◆ Exercise prompt: Exact wording is required for every entry; transcribe all of them and leave the images out.
[Opening Data under study section]
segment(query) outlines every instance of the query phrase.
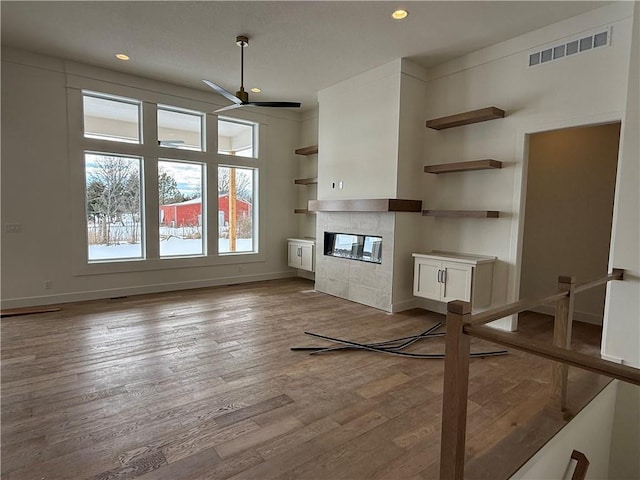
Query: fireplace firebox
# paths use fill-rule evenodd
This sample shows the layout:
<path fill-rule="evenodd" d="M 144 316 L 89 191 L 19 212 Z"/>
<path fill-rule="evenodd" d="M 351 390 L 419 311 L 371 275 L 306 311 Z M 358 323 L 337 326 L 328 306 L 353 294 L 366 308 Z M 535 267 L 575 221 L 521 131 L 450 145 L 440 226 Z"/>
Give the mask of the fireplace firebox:
<path fill-rule="evenodd" d="M 324 232 L 324 254 L 369 263 L 382 263 L 382 237 Z"/>

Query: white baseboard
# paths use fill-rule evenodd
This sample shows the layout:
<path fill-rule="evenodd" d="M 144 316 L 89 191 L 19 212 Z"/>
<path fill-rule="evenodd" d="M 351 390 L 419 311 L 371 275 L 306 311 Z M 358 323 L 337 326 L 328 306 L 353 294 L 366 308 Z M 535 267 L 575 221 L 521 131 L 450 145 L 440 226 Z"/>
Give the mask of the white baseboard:
<path fill-rule="evenodd" d="M 306 278 L 307 280 L 314 280 L 315 281 L 316 274 L 314 272 L 308 272 L 306 270 L 298 270 L 298 277 Z"/>
<path fill-rule="evenodd" d="M 442 315 L 447 314 L 447 304 L 443 302 L 436 302 L 427 298 L 416 298 L 416 306 L 430 312 L 441 313 Z"/>
<path fill-rule="evenodd" d="M 535 308 L 530 308 L 532 312 L 542 313 L 543 315 L 555 315 L 555 307 L 551 305 L 540 305 Z M 602 326 L 602 316 L 595 313 L 573 311 L 573 319 L 577 322 L 590 323 L 591 325 Z"/>
<path fill-rule="evenodd" d="M 203 287 L 217 287 L 220 285 L 262 282 L 265 280 L 278 280 L 281 278 L 290 278 L 295 276 L 296 272 L 288 270 L 285 272 L 263 273 L 258 275 L 237 275 L 232 277 L 193 280 L 188 282 L 160 283 L 154 285 L 141 285 L 137 287 L 91 290 L 87 292 L 61 293 L 57 295 L 43 295 L 37 297 L 11 298 L 2 300 L 2 308 L 22 308 L 58 303 L 83 302 L 86 300 L 98 300 L 102 298 L 127 297 L 130 295 L 143 295 L 147 293 L 162 293 Z"/>
<path fill-rule="evenodd" d="M 409 300 L 405 300 L 403 302 L 396 302 L 391 304 L 391 313 L 404 312 L 405 310 L 411 310 L 412 308 L 416 308 L 418 306 L 418 302 L 415 298 L 410 298 Z"/>

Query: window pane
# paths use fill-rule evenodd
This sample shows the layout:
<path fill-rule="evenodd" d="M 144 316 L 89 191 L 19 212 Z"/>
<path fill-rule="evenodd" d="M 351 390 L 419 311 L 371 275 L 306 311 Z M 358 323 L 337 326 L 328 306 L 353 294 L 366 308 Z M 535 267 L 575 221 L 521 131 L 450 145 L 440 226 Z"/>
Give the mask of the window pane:
<path fill-rule="evenodd" d="M 218 119 L 218 153 L 238 157 L 257 157 L 251 123 Z"/>
<path fill-rule="evenodd" d="M 218 167 L 218 251 L 253 252 L 254 169 Z"/>
<path fill-rule="evenodd" d="M 142 258 L 141 159 L 85 154 L 89 261 Z"/>
<path fill-rule="evenodd" d="M 202 151 L 202 115 L 158 107 L 158 143 L 162 147 Z"/>
<path fill-rule="evenodd" d="M 158 161 L 160 256 L 202 255 L 201 164 Z"/>
<path fill-rule="evenodd" d="M 84 94 L 84 136 L 140 143 L 140 104 Z"/>

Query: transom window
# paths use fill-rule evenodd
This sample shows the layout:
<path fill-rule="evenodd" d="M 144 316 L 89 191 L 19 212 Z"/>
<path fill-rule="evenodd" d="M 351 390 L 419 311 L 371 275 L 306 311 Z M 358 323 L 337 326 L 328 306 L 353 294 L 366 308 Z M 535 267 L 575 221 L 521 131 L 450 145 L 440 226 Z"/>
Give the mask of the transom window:
<path fill-rule="evenodd" d="M 83 107 L 86 138 L 140 143 L 140 102 L 85 93 Z"/>
<path fill-rule="evenodd" d="M 203 116 L 167 106 L 158 106 L 158 145 L 202 151 Z"/>

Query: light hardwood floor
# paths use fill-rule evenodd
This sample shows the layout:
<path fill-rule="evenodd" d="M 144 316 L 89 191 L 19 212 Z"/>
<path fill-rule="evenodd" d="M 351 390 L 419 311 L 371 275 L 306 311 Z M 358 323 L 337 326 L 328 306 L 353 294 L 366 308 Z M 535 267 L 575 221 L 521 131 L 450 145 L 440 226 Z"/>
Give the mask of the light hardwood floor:
<path fill-rule="evenodd" d="M 305 330 L 380 341 L 443 317 L 312 289 L 287 279 L 2 319 L 3 480 L 435 478 L 442 360 L 289 348 L 326 344 Z M 550 340 L 551 321 L 526 314 L 520 330 Z M 597 354 L 597 328 L 574 336 Z M 604 381 L 571 371 L 577 410 Z M 564 424 L 550 377 L 550 362 L 519 352 L 471 359 L 469 477 L 505 478 Z"/>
[Closing Data under study section]
◆ Exercise output:
segment(query) outlines every instance of the query phrase.
Query: fireplace firebox
# paths use fill-rule evenodd
This sample shows the layout:
<path fill-rule="evenodd" d="M 144 316 L 89 191 L 19 212 Z"/>
<path fill-rule="evenodd" d="M 351 390 L 419 311 L 371 275 L 306 311 Z M 358 323 L 337 326 L 328 306 L 353 294 L 366 308 Z M 535 267 L 575 221 L 521 131 L 450 145 L 440 226 Z"/>
Give the mask of the fireplace firebox:
<path fill-rule="evenodd" d="M 324 232 L 324 254 L 369 263 L 382 263 L 382 237 Z"/>

Query: white baseboard
# paths use fill-rule evenodd
This sample shows the layout:
<path fill-rule="evenodd" d="M 144 316 L 89 191 L 19 212 Z"/>
<path fill-rule="evenodd" d="M 351 390 L 419 311 L 371 275 L 306 311 Z M 358 323 L 337 326 L 328 306 L 353 294 L 366 308 Z M 535 267 L 575 221 L 521 131 L 450 145 L 440 226 Z"/>
Give the mask of the white baseboard:
<path fill-rule="evenodd" d="M 306 278 L 307 280 L 314 280 L 315 281 L 316 274 L 314 272 L 308 272 L 306 270 L 298 270 L 298 277 Z"/>
<path fill-rule="evenodd" d="M 442 315 L 447 314 L 447 304 L 443 302 L 436 302 L 427 298 L 416 298 L 416 306 L 430 312 L 441 313 Z"/>
<path fill-rule="evenodd" d="M 535 308 L 530 308 L 532 312 L 542 313 L 543 315 L 555 315 L 555 307 L 551 305 L 540 305 Z M 602 326 L 602 316 L 595 313 L 573 311 L 573 319 L 577 322 L 590 323 L 591 325 Z"/>
<path fill-rule="evenodd" d="M 203 287 L 217 287 L 220 285 L 262 282 L 265 280 L 278 280 L 281 278 L 290 278 L 295 276 L 296 272 L 288 270 L 285 272 L 263 273 L 258 275 L 237 275 L 232 277 L 193 280 L 188 282 L 160 283 L 154 285 L 141 285 L 137 287 L 91 290 L 87 292 L 61 293 L 57 295 L 43 295 L 37 297 L 11 298 L 2 300 L 2 308 L 22 308 L 58 303 L 83 302 L 86 300 L 98 300 L 102 298 L 127 297 L 130 295 L 143 295 L 147 293 L 162 293 Z"/>
<path fill-rule="evenodd" d="M 409 300 L 405 300 L 403 302 L 396 302 L 391 304 L 391 313 L 404 312 L 405 310 L 411 310 L 412 308 L 416 308 L 418 306 L 418 302 L 415 298 L 410 298 Z"/>

Query: window pane
# paths use fill-rule evenodd
This sample shows the layout:
<path fill-rule="evenodd" d="M 144 316 L 89 191 L 19 212 Z"/>
<path fill-rule="evenodd" d="M 351 390 L 419 311 L 371 275 L 306 311 Z M 358 323 L 337 326 L 328 306 L 353 294 L 366 308 Z M 535 267 L 575 221 L 521 131 L 450 145 L 440 226 Z"/>
Give the mask of the window pane:
<path fill-rule="evenodd" d="M 218 119 L 218 153 L 238 157 L 257 157 L 251 123 Z"/>
<path fill-rule="evenodd" d="M 218 167 L 218 251 L 253 252 L 254 169 Z"/>
<path fill-rule="evenodd" d="M 142 258 L 141 159 L 85 154 L 89 261 Z"/>
<path fill-rule="evenodd" d="M 202 151 L 202 115 L 158 107 L 158 143 L 162 147 Z"/>
<path fill-rule="evenodd" d="M 158 161 L 160 256 L 202 255 L 201 164 Z"/>
<path fill-rule="evenodd" d="M 84 94 L 84 136 L 140 143 L 140 104 Z"/>

Query: transom window
# paths use fill-rule evenodd
This sample shows the layout:
<path fill-rule="evenodd" d="M 144 316 L 89 191 L 19 212 Z"/>
<path fill-rule="evenodd" d="M 351 390 L 419 311 L 371 275 L 306 311 Z M 358 323 L 337 326 L 328 306 L 353 294 L 366 308 Z M 535 267 L 575 221 L 521 131 L 450 145 L 440 226 Z"/>
Give the mask of the transom window:
<path fill-rule="evenodd" d="M 83 107 L 86 138 L 140 143 L 140 102 L 85 93 Z"/>
<path fill-rule="evenodd" d="M 203 116 L 167 106 L 158 106 L 158 145 L 202 151 Z"/>

Query: light hardwood floor
# paths use fill-rule evenodd
This sample shows the layout:
<path fill-rule="evenodd" d="M 144 316 L 89 191 L 19 212 Z"/>
<path fill-rule="evenodd" d="M 351 390 L 419 311 L 371 275 L 306 311 Z M 358 323 L 337 326 L 328 306 L 353 294 L 366 308 Z M 535 267 L 575 221 L 521 131 L 450 145 L 440 226 Z"/>
Give the mask of the light hardwood floor:
<path fill-rule="evenodd" d="M 305 330 L 380 341 L 443 317 L 312 289 L 287 279 L 2 319 L 3 480 L 435 478 L 442 360 L 289 348 L 326 344 Z M 550 340 L 551 321 L 526 314 L 520 330 Z M 597 354 L 597 328 L 574 336 Z M 604 381 L 571 371 L 577 410 Z M 564 424 L 550 377 L 550 362 L 519 352 L 471 359 L 469 477 L 505 478 Z"/>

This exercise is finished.